_Exercise materials_
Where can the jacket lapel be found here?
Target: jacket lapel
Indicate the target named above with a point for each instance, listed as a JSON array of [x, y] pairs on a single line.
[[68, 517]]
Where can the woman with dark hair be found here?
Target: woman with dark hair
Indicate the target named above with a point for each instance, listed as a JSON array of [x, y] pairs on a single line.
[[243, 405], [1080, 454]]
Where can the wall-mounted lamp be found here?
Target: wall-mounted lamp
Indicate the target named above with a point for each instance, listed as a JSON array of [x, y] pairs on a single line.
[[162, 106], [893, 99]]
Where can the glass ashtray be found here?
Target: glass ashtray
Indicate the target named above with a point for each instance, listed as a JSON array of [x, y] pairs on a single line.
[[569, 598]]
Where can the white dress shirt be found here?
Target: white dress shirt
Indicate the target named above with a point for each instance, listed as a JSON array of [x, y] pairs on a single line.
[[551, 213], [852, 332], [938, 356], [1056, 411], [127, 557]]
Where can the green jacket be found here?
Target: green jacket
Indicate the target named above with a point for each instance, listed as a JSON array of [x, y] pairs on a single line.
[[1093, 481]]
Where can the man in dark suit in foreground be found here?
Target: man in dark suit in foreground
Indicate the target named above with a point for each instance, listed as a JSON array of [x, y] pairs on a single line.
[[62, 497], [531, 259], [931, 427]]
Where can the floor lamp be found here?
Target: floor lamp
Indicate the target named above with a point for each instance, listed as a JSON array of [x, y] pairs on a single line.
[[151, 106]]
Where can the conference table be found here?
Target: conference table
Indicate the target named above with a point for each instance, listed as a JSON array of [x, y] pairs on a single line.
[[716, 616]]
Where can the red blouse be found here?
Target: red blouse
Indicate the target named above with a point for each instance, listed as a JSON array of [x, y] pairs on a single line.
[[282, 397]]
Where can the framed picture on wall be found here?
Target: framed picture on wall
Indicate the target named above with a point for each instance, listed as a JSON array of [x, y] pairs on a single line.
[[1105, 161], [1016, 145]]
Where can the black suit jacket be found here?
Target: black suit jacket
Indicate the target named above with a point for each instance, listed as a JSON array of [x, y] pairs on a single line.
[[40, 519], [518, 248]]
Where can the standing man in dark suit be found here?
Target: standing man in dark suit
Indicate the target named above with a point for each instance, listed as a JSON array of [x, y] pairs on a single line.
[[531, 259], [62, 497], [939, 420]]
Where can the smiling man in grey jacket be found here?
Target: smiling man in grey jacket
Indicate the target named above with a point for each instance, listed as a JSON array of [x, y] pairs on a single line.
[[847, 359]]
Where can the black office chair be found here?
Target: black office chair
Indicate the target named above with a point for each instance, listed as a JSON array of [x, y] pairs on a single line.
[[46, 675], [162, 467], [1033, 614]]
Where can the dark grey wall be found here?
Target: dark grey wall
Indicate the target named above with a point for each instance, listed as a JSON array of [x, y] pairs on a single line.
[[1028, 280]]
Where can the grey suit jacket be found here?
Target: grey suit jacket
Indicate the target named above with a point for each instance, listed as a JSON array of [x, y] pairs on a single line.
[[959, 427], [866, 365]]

_What the exercise asks_
Rewrite everything from the line containing "Where can the framed" down to the line containing "[[531, 259], [62, 497], [939, 420]]", both included, with requests and all, but scale each x and y coordinate in the answers by 1.95 and round to the nearest whole number, halves up. Give only these records and nothing else.

_Output_
Where can the framed picture on wall be found here?
Target: framed picture on wall
Indicate the target named above with a point for each instance, listed as a JSON array of [x, y] pairs on a single line.
[[2155, 314], [1981, 283]]
Where can the black suit jacket be found here?
Target: black suit jacket
Indicate the target named above with a point for each instance, listed as a JSON array of [x, y] pairs on a single line.
[[78, 1012], [1010, 484]]
Where can the standing man in dark suit be found here?
Target: standing man in dark suit
Indicate the target named above with a point for each instance, listed as a JSON array of [x, y] pairs on a single line.
[[1035, 505], [121, 969], [1831, 819]]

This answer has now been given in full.